SHORT PROBLEM:
Return the lines below exactly as they are, from the line with "As a courtesy, could you identify the green" to the line with "[121,100,294,142]", both included, and no other lines.

━━━━━━━━━━

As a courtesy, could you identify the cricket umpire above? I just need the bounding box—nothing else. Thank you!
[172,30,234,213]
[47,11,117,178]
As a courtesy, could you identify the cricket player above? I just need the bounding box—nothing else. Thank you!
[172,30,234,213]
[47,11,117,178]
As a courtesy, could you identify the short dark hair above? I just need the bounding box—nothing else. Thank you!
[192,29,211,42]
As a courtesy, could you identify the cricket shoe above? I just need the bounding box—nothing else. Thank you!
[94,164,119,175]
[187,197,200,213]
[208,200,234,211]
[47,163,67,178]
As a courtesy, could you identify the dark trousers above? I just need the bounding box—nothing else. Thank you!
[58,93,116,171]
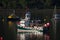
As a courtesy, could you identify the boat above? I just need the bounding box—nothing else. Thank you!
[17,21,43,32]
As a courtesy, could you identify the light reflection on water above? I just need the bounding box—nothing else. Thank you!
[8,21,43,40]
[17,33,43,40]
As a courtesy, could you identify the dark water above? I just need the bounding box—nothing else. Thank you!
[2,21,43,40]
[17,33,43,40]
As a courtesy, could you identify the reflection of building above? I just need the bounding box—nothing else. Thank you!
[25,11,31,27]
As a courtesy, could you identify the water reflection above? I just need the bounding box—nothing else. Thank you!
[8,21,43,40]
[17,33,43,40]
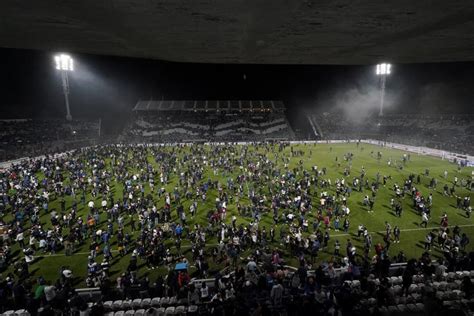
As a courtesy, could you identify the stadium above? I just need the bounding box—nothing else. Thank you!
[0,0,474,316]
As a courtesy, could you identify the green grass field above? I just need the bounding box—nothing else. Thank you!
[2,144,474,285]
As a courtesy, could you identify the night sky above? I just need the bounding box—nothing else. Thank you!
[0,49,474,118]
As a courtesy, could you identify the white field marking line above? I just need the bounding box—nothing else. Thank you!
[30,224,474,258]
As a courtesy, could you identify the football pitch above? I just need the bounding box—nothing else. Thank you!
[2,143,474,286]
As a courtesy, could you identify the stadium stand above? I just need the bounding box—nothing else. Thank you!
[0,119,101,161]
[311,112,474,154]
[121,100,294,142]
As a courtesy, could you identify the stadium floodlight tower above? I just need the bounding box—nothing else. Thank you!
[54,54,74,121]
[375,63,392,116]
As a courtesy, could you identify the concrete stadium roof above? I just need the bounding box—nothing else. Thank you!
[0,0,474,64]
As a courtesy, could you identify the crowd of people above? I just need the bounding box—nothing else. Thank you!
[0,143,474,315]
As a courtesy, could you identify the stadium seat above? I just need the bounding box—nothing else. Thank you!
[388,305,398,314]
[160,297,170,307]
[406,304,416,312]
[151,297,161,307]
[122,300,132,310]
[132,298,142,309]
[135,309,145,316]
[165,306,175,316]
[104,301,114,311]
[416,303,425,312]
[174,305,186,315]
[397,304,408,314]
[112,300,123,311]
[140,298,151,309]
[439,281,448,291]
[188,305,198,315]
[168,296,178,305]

━━━━━━━━━━

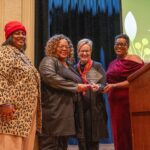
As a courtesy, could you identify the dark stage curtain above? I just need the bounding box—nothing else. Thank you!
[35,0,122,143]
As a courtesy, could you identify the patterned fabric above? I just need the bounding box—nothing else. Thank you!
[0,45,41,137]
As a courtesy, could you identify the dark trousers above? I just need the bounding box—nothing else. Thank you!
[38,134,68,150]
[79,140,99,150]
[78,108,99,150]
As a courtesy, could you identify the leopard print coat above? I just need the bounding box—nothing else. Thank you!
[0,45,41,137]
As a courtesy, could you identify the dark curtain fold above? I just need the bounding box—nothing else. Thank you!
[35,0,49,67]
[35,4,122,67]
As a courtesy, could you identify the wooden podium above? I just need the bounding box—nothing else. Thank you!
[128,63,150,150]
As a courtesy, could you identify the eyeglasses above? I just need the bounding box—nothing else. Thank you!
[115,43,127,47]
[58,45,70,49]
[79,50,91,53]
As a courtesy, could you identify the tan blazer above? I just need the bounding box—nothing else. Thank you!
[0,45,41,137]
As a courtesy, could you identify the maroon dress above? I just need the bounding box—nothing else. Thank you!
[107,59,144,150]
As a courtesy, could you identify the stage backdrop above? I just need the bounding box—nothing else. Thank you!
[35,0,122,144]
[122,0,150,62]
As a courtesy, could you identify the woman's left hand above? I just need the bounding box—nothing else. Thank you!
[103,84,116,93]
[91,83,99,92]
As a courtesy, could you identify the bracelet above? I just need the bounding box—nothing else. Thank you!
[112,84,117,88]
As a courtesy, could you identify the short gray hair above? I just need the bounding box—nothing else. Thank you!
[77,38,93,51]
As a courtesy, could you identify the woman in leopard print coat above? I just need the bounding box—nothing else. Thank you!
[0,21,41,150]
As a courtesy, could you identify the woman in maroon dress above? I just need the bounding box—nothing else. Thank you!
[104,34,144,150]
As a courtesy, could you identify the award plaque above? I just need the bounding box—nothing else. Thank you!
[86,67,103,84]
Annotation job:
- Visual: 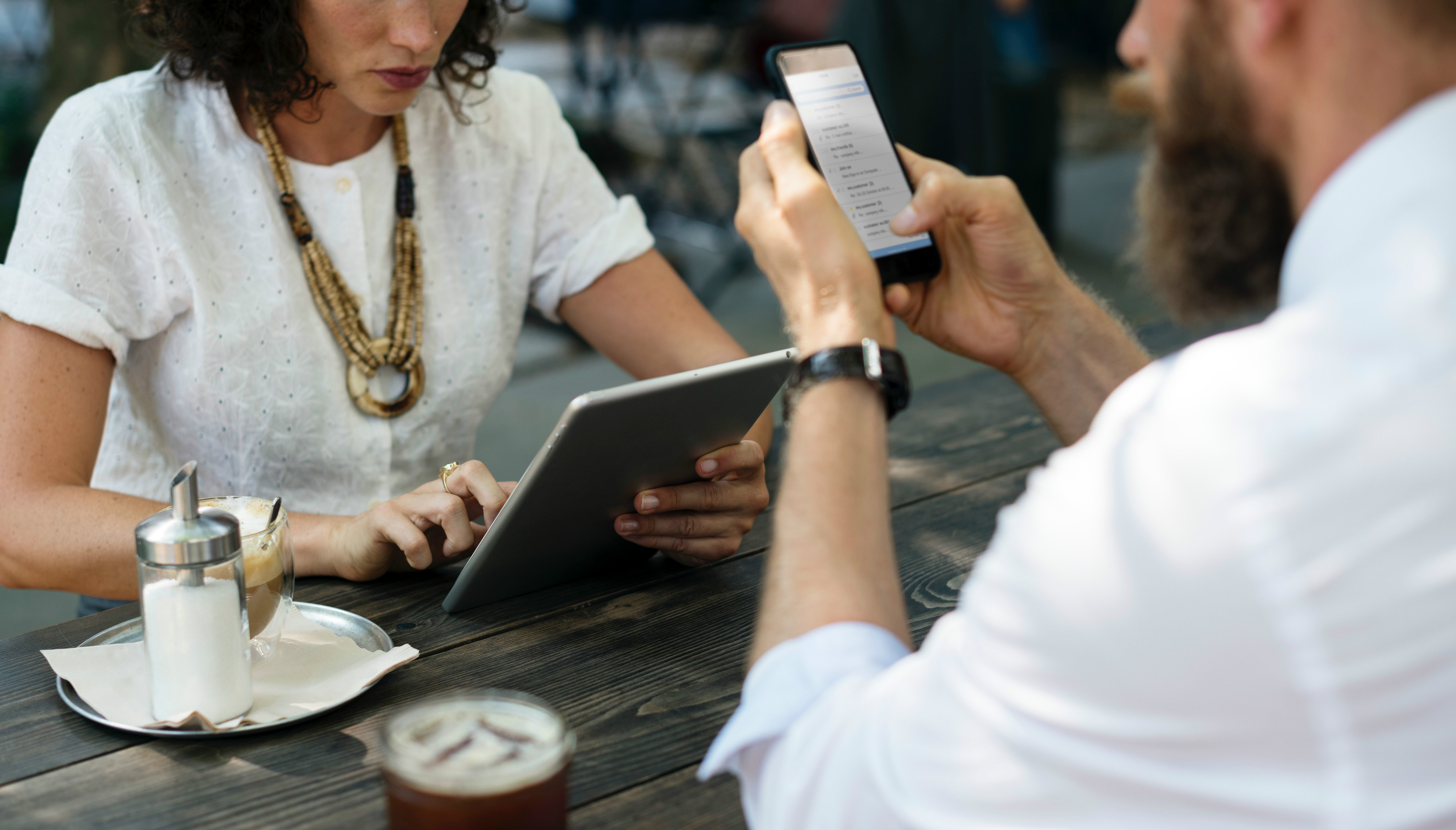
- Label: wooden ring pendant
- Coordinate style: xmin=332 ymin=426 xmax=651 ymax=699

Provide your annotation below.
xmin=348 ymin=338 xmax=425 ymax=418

━━━━━━━━━━

TASK SOLUTION:
As a courtesy, could you identify the green grass field above? I just need the bounding box—nothing else. Thank you!
[2,144,474,285]
As a courtesy, could you identify the night sky above? I just need the bounding box—nothing else. Thank you!
[0,49,474,118]
As a courtesy, could you identify the white field marking line above? I just need the bounding box—nothing else. Thank you!
[30,224,474,258]
As a courtesy, could you identify the football pitch above? I just need the bounding box—nothing else. Thank you!
[2,143,474,286]
As a courtesy, could you identify the stadium stand above? I just need the bounding box—nothing else. Thank you!
[0,119,101,161]
[311,112,474,154]
[121,100,294,142]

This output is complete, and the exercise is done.